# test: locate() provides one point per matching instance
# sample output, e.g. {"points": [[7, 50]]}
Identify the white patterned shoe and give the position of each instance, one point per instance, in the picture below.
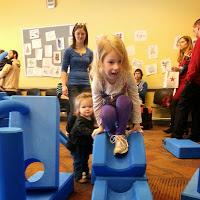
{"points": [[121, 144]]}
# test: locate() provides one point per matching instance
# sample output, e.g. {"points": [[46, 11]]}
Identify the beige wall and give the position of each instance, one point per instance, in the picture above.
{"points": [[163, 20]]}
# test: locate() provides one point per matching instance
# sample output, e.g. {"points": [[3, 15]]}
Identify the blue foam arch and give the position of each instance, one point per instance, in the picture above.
··········
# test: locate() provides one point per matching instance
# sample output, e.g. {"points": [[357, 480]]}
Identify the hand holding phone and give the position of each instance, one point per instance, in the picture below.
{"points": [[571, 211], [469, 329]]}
··········
* DESCRIPTION OF THE TASK
Within the records above, tally the lines that contain "sample". Give the total and nothing more.

* ANSWER BOX
4